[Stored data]
↓

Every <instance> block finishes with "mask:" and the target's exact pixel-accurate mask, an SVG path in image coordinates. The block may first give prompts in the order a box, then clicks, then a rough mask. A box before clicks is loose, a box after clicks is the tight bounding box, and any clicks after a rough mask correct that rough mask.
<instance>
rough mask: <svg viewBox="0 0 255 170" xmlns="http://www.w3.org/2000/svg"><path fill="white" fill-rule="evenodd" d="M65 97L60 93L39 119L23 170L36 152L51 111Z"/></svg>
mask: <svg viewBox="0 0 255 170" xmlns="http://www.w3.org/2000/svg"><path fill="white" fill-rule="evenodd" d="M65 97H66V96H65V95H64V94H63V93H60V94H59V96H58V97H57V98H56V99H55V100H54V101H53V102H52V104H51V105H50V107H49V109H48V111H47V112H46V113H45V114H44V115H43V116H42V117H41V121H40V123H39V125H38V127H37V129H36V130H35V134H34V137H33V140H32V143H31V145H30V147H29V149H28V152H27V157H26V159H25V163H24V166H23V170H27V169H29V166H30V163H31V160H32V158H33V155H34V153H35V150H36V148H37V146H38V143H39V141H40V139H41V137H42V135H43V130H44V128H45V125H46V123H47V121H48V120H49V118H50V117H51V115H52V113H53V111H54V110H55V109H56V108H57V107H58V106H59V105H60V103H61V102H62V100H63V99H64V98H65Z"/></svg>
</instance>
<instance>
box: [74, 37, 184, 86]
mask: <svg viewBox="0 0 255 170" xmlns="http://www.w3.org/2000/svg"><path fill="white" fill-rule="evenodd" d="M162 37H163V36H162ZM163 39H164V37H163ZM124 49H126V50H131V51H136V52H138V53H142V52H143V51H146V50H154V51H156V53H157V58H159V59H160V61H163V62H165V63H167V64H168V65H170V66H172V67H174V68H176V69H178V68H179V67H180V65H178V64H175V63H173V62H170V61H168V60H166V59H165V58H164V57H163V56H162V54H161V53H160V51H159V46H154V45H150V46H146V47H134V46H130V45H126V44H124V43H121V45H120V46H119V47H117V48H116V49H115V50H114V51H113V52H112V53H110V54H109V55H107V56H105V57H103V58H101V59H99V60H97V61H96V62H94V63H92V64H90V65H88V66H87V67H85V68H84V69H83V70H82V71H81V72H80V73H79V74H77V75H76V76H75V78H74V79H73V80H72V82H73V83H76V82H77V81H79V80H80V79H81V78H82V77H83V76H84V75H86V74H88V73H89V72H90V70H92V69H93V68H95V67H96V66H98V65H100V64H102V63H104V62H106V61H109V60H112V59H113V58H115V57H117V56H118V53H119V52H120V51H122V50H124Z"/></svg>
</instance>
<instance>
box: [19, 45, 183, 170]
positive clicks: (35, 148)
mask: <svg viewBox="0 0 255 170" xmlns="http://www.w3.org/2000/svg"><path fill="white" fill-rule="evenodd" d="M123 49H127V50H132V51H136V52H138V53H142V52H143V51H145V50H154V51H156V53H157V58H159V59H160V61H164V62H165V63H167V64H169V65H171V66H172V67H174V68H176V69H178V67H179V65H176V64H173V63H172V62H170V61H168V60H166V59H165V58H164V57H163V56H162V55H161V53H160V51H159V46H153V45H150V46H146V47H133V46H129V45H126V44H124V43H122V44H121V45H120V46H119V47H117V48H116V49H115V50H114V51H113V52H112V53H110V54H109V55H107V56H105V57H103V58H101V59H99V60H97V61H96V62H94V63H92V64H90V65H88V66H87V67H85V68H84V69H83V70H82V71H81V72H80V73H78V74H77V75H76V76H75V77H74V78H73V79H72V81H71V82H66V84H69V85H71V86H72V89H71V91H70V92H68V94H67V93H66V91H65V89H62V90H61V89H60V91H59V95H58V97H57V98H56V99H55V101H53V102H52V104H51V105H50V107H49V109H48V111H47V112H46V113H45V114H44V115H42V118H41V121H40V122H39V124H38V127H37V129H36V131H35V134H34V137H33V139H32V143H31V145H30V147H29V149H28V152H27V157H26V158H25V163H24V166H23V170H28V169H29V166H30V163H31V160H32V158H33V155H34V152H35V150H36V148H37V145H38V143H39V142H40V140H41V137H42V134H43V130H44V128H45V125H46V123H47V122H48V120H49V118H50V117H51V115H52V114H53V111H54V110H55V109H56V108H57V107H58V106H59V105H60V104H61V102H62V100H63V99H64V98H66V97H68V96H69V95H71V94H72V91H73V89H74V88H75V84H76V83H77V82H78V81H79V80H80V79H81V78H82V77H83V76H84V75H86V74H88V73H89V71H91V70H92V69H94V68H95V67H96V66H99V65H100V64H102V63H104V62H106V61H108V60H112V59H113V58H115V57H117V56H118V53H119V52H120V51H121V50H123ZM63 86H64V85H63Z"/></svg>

↑

= Description of the task =
Please reproduce every line of the listing above without any changes.

= Output below =
Every <instance> block finishes with "mask:" and the target's exact pixel-accurate mask, an SVG path in image coordinates. The block may first give prompts in the order a box, then clicks, then a rough mask. A box before clicks is loose, a box after clicks is the tight bounding box, and any clicks after a rough mask correct that rough mask.
<instance>
rough mask: <svg viewBox="0 0 255 170" xmlns="http://www.w3.org/2000/svg"><path fill="white" fill-rule="evenodd" d="M65 97L60 93L39 119L23 170L36 152L51 111Z"/></svg>
mask: <svg viewBox="0 0 255 170" xmlns="http://www.w3.org/2000/svg"><path fill="white" fill-rule="evenodd" d="M65 97H66V96H65V95H64V94H63V93H60V94H59V96H58V97H57V98H56V99H55V100H54V101H53V102H52V104H51V105H50V107H49V109H48V111H47V112H46V113H45V114H44V115H43V116H42V117H41V121H40V123H39V125H38V127H37V129H36V130H35V134H34V137H33V140H32V143H31V145H30V147H29V149H28V152H27V157H26V159H25V163H24V166H23V170H27V169H29V166H30V163H31V160H32V158H33V155H34V153H35V150H36V148H37V146H38V143H39V141H40V139H41V137H42V135H43V130H44V128H45V125H46V123H47V121H48V120H49V118H50V117H51V115H52V113H53V111H54V110H55V109H56V108H57V107H58V106H59V105H60V103H61V102H62V100H63V99H64V98H65Z"/></svg>
</instance>
<instance>
box: [74, 37, 184, 86]
mask: <svg viewBox="0 0 255 170" xmlns="http://www.w3.org/2000/svg"><path fill="white" fill-rule="evenodd" d="M162 37H163V36H162ZM163 39H164V37H163ZM124 49H126V50H131V51H136V52H138V53H142V52H143V51H146V50H154V51H156V53H157V58H159V59H160V61H163V62H165V63H167V64H168V65H170V66H172V67H174V68H176V69H178V68H179V67H180V65H178V64H175V63H173V62H170V61H168V60H166V59H165V58H164V57H163V56H162V54H161V53H160V51H159V46H154V45H150V46H146V47H134V46H130V45H126V44H124V43H121V45H120V46H119V47H117V48H116V49H115V50H114V51H113V52H112V53H110V54H109V55H107V56H105V57H103V58H101V59H99V60H97V61H96V62H94V63H92V64H90V65H88V66H87V67H85V68H84V69H83V70H82V71H81V72H80V73H79V74H77V75H76V76H75V78H74V79H73V80H72V82H73V83H76V82H77V81H79V80H80V79H81V78H82V77H83V76H84V75H86V74H88V73H89V72H90V70H92V69H93V68H95V67H96V66H98V65H100V64H102V63H104V62H106V61H109V60H112V59H113V58H115V57H117V56H118V53H119V52H120V51H122V50H124Z"/></svg>
</instance>
<instance>
box: [19, 45, 183, 170]
positive clicks: (35, 148)
mask: <svg viewBox="0 0 255 170" xmlns="http://www.w3.org/2000/svg"><path fill="white" fill-rule="evenodd" d="M123 49H127V50H132V51H136V52H138V53H142V52H143V51H145V50H154V51H156V53H157V58H159V59H160V61H164V62H165V63H167V64H169V65H171V66H172V67H174V68H176V69H178V67H179V65H176V64H173V63H172V62H170V61H168V60H166V59H165V58H164V57H163V56H162V55H161V53H160V51H159V46H153V45H150V46H146V47H133V46H129V45H126V44H124V43H122V44H121V45H120V46H119V47H117V48H116V49H115V50H114V51H113V52H112V53H110V54H109V55H107V56H105V57H103V58H101V59H99V60H97V61H96V62H94V63H92V64H90V65H88V66H87V67H85V68H84V69H83V70H82V71H81V72H80V73H78V74H77V75H76V76H75V77H74V78H73V79H72V81H71V82H66V84H69V85H71V86H72V89H71V91H70V92H68V94H67V93H66V91H65V89H62V90H61V89H60V91H59V95H58V97H57V98H56V99H55V101H53V102H52V104H51V105H50V107H49V109H48V111H47V112H46V113H45V114H44V115H42V118H41V121H40V122H39V124H38V127H37V129H36V131H35V134H34V137H33V139H32V143H31V145H30V147H29V149H28V152H27V157H26V158H25V163H24V166H23V170H28V169H29V166H30V163H31V160H32V158H33V155H34V152H35V150H36V148H37V145H38V143H39V142H40V140H41V137H42V134H43V130H44V128H45V125H46V123H47V122H48V120H49V118H50V117H51V115H52V114H53V111H54V110H55V109H56V108H57V107H58V106H59V105H60V104H61V102H62V100H63V99H64V98H66V97H68V96H69V95H71V94H72V91H73V89H74V88H75V84H76V83H77V82H78V81H79V80H80V79H81V78H82V77H83V76H84V75H86V74H88V73H89V71H91V70H92V69H94V68H95V67H96V66H99V65H100V64H102V63H104V62H106V61H108V60H112V59H113V58H115V57H117V56H118V53H119V52H120V51H121V50H123ZM63 86H64V85H63Z"/></svg>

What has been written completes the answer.